**DIRECTIONS**
All records below must be retyped exactly.

--- SOURCE RECORDS ---

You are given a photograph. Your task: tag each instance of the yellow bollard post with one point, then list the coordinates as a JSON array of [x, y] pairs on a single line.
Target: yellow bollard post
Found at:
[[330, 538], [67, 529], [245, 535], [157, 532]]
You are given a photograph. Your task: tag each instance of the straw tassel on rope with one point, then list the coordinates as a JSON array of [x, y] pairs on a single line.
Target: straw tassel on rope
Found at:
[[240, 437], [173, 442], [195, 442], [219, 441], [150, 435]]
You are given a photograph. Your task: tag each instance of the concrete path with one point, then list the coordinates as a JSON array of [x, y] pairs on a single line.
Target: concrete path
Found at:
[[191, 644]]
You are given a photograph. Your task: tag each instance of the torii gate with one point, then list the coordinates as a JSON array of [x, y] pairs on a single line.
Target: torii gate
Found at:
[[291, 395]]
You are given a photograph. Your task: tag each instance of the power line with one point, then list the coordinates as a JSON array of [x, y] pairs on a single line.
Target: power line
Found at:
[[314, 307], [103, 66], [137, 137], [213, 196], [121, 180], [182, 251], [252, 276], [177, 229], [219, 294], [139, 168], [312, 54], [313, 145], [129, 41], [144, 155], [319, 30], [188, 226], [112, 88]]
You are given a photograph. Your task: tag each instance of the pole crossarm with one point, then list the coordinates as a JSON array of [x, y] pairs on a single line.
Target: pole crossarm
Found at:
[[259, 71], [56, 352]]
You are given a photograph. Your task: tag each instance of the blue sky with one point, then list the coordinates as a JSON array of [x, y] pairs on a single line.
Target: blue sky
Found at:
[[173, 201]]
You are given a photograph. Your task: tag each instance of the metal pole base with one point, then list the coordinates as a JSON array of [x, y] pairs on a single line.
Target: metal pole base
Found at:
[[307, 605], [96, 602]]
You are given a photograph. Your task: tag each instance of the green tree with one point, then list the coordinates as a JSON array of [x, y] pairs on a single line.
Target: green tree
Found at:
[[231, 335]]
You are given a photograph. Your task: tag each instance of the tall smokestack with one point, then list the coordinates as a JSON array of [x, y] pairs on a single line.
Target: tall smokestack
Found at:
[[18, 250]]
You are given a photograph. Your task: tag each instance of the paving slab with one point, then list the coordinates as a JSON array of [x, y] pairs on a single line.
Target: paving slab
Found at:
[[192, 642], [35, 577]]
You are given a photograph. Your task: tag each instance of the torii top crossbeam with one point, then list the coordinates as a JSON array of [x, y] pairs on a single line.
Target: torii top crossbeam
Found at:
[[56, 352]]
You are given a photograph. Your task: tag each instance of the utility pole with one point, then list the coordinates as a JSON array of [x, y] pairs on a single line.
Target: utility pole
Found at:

---

**RESPONSE TO THIS EXERCISE**
You are given a photograph. Your task: tag each instance of the yellow bollard post with one point, then list the coordinates as a JSON array of [x, y] pairs on a single line.
Target: yellow bollard post
Found at:
[[330, 538], [67, 529], [245, 535], [157, 532]]
You are given a photograph. Your task: tag each instance of the straw tassel on rope with one point, then list the coordinates as a JSON array of [x, y] pairs on a single line.
Target: straw tassel on rope
Found at:
[[240, 437], [173, 442], [195, 442], [219, 441], [150, 435]]
You are given a photograph. Your task: tag each instance of the concrete path with one point, then list the coordinates as a JSON array of [x, y] pairs on a single line.
Target: concrete path
Found at:
[[191, 644]]
You are given a photograph. Your task: tag each instance of the torii gate with one point, then list the coordinates as a JSON array of [x, y] pairs on a single line.
Target: torii gate
Found at:
[[291, 395]]
You are given a photograph. Your task: tag each instance of the power line with one point, then list the coordinates as a JSON array of [x, y] pairs on a single line.
Target: power line
Found at:
[[314, 307], [103, 66], [137, 137], [213, 196], [121, 180], [182, 251], [252, 276], [177, 229], [219, 294], [139, 168], [312, 54], [313, 145], [129, 41], [144, 155], [319, 30], [188, 226], [112, 88]]
You are given a photograph. Your task: tag each instance of the pole crossarm with one point, then list the coordinates as a JSON array of [x, y] pairs on a single line.
Target: pole crossarm
Found at:
[[259, 71], [56, 352]]
You are given a photograph. Your task: tag each instance of the blue sky with one point, then list the coordinates as a JSON array of [x, y] pairs on a single line.
Target: blue sky
Found at:
[[173, 201]]
You are given a photograph. Your task: tag each instance of the metal pole base with one point, then list the coordinates as a JSON array of [x, y] pairs on a single line.
Target: metal pole base
Found at:
[[307, 605], [96, 602]]
You are given a photograph. Your task: tag each instance of the green tree with one point, then list the coordinates as a JSON array of [x, y] pairs on a single line.
Target: green tree
Found at:
[[231, 335]]
You are given a photograph. Your task: tag each instance of the tall smokestack with one point, then list the coordinates as a JSON array of [x, y] pairs on a single line.
Target: tall smokestack
Found at:
[[18, 250]]
You are given a photograph. Your task: tag each instance of the paving slab with one point, then list the coordinates as a JSON array of [x, y] pairs on a single line.
Target: paving slab
Found at:
[[192, 642], [35, 577]]
You are given a photograph. Your task: tag each instance of the torii top crossbeam with one point, then list the coordinates as a JSON array of [x, y] pairs on a single line.
Target: torii top crossbeam
Found at:
[[56, 352]]
You are given a photograph. Your task: tag each instance of the utility pole with one point, then list the coordinates as a JSON array of [x, y] pairs on a single line.
Target: utility pole
Found at:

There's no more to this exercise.